(Dataset records)
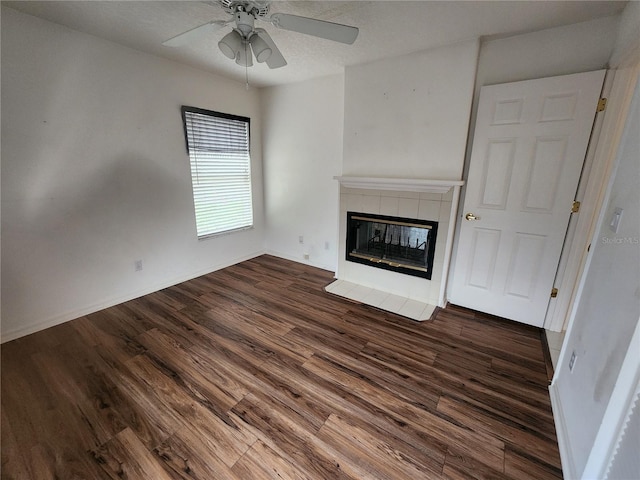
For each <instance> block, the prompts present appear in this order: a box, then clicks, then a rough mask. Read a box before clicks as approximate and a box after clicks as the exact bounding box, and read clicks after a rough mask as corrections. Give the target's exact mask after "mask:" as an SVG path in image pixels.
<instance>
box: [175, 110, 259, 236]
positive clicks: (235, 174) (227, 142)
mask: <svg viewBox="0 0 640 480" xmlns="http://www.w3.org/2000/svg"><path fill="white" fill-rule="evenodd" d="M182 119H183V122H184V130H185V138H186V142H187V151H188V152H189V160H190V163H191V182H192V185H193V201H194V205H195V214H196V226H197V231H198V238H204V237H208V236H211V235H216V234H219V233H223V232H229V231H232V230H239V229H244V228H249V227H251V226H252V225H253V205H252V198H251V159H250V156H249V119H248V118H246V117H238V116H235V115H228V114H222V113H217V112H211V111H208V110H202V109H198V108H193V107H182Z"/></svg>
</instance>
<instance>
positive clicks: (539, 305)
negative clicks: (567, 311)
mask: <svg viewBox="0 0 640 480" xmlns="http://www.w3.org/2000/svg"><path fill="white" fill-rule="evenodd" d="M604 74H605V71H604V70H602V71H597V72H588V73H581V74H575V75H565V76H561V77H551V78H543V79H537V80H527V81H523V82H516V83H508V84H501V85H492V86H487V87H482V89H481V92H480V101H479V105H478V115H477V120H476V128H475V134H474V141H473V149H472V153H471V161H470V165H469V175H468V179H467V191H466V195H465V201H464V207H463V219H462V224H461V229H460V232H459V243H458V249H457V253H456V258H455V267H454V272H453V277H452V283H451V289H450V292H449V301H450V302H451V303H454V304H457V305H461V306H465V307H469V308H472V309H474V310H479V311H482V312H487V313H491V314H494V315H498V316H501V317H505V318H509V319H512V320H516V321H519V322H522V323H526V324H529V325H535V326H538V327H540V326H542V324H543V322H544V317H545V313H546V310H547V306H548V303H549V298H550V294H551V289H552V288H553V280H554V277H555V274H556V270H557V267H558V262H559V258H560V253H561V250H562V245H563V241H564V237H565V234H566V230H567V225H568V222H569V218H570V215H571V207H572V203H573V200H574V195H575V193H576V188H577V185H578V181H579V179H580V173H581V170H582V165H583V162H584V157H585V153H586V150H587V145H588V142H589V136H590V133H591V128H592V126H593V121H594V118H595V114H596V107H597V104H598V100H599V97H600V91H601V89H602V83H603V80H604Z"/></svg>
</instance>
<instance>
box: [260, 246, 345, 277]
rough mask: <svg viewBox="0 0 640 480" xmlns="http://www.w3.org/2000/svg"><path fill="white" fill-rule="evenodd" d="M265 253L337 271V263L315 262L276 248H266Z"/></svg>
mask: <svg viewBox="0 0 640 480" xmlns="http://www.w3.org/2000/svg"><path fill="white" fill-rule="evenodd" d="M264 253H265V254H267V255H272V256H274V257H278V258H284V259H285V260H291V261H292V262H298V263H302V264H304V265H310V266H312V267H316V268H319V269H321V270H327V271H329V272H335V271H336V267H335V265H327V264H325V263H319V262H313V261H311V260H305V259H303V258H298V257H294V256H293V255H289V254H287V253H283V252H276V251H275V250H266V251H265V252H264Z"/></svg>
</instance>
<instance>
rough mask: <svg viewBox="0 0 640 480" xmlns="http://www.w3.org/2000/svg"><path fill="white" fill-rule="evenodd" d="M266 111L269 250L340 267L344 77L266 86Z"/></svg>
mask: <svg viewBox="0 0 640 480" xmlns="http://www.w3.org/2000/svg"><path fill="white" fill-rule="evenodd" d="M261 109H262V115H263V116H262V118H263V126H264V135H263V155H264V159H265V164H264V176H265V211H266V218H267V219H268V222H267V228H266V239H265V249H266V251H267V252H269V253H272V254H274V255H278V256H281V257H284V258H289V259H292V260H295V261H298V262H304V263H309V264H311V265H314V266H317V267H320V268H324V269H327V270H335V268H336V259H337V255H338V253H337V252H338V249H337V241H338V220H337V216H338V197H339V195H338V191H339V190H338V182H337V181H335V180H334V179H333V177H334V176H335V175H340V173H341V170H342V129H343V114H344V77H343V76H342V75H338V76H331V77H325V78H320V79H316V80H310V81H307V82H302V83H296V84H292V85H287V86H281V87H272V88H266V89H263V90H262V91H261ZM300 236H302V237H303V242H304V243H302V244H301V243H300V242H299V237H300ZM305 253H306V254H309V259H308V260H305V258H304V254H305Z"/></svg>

--

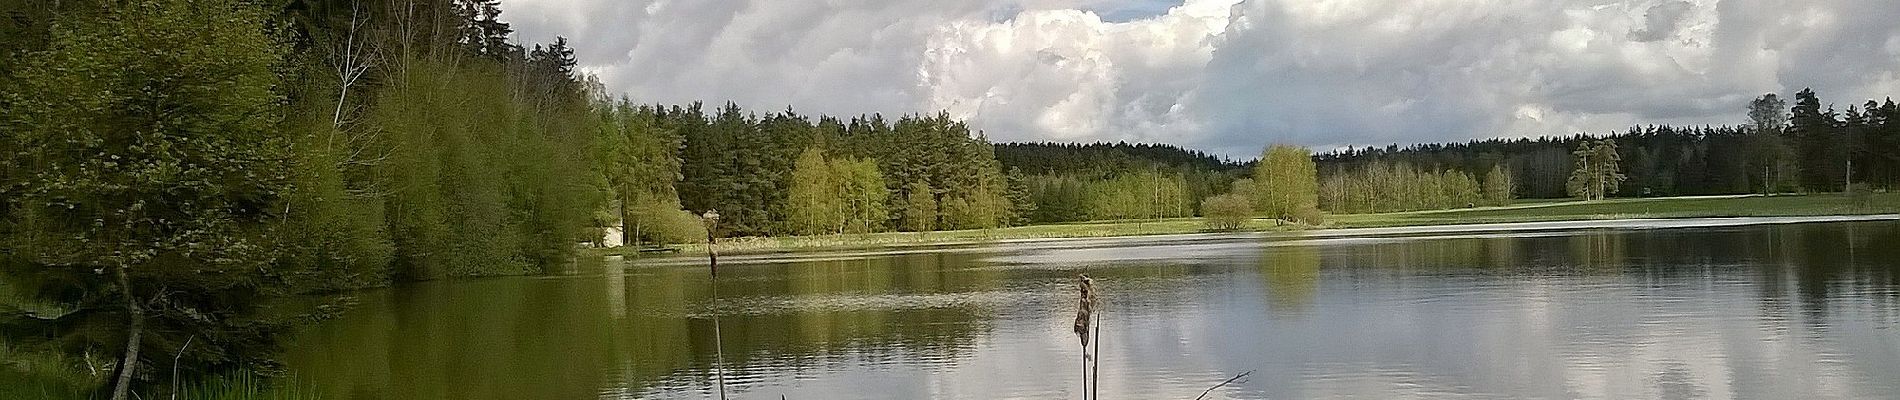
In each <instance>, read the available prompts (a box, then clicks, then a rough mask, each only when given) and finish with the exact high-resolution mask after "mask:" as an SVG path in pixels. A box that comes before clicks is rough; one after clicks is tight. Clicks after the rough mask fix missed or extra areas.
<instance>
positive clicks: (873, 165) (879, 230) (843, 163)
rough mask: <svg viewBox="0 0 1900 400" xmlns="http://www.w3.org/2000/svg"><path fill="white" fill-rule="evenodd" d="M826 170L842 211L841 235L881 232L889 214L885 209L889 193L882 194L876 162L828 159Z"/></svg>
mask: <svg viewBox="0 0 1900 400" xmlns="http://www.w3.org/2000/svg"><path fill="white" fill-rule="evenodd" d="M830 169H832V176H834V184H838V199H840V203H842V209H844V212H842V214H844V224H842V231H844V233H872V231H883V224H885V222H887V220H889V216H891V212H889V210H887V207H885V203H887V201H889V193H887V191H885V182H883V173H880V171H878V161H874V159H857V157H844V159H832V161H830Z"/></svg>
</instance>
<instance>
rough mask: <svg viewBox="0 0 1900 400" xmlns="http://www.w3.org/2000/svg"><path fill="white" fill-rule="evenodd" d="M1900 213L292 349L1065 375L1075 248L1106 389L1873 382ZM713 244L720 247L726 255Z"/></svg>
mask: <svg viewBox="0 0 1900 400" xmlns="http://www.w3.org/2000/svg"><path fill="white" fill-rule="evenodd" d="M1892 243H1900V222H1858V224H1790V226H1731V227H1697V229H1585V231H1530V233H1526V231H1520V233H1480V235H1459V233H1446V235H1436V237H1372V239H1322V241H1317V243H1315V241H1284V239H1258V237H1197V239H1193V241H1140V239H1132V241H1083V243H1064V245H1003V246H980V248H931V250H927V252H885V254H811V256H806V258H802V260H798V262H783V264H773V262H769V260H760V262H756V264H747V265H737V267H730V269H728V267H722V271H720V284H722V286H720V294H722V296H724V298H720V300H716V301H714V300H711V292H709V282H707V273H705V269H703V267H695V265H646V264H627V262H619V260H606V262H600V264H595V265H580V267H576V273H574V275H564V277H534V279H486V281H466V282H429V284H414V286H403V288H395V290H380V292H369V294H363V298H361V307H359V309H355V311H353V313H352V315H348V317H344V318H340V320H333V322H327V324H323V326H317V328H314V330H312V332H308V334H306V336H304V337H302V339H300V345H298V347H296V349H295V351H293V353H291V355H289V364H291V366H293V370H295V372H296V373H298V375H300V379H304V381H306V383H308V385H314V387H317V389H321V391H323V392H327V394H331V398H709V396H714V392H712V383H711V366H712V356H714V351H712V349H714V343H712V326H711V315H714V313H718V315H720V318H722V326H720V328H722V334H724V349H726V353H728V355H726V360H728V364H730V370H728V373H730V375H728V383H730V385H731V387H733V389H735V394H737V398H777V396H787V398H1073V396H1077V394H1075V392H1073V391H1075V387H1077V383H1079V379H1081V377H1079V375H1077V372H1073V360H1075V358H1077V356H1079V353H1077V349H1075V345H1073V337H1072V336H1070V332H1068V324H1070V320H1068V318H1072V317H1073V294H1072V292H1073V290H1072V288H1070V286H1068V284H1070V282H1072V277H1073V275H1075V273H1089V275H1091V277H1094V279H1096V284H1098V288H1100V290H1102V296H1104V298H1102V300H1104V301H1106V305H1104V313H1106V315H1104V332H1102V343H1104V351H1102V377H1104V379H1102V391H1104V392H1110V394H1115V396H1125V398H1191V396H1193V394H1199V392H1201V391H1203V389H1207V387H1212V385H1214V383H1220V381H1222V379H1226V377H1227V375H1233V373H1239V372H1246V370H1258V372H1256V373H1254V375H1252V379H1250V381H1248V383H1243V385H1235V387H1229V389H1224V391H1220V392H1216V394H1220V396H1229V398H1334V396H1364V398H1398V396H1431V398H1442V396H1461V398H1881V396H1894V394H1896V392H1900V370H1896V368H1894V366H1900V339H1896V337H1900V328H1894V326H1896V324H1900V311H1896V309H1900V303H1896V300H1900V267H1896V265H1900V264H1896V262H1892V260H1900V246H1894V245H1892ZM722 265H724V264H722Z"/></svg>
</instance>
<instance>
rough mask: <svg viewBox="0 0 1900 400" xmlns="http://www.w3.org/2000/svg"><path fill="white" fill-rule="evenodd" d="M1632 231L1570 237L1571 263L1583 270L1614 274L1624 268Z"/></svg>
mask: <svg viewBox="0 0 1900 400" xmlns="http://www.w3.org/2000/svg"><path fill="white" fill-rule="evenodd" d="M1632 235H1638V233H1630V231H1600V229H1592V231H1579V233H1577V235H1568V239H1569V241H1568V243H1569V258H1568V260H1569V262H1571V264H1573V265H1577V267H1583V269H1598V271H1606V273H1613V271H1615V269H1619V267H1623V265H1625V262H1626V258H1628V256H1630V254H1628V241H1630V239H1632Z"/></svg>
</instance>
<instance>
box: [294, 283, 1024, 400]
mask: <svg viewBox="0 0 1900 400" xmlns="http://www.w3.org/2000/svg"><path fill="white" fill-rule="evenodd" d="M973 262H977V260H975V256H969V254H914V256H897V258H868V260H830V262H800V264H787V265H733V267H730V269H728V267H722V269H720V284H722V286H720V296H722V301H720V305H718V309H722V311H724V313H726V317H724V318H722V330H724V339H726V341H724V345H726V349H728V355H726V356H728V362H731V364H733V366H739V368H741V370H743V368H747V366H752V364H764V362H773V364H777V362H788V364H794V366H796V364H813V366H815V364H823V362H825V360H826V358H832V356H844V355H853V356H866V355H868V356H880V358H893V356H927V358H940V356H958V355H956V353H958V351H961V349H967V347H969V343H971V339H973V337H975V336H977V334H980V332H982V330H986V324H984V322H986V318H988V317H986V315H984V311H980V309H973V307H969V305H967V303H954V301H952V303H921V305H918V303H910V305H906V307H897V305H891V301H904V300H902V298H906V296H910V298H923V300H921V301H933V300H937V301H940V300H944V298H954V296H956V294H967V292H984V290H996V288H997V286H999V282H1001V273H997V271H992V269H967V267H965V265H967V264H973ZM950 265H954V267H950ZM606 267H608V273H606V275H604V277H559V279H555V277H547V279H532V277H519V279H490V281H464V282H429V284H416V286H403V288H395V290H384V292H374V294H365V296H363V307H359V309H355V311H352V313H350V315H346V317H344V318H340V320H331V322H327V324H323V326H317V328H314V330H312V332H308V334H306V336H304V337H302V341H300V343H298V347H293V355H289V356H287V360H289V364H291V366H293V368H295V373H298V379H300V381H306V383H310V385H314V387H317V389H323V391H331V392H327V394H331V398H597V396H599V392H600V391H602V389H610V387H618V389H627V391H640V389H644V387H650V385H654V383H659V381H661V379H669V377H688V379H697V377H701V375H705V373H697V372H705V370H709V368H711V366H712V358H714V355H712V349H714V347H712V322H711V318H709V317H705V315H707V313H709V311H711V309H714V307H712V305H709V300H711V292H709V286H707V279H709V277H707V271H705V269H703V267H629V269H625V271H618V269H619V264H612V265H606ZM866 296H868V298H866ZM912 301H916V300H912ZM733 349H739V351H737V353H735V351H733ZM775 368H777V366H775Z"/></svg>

Work instructions
Recast everything in the listing from the line with "For each <instance>" down to the line with "positive clicks: (235, 174) (227, 142)" as a numbered list, leaving out any blank lines.

Solution for this exercise
1. For each <instance> block, the prompts present appear in this order: a box, then clicks, then a rough mask. Read a box before clicks as approximate and a box after clicks as the exact bounding box, and read clicks after a rough mask as corrections. Give the target's exact mask after "mask:" as an SVG path in image pixels.
2. <instance>
3. box: [175, 110, 259, 236]
4. positive clicks: (235, 174) (227, 142)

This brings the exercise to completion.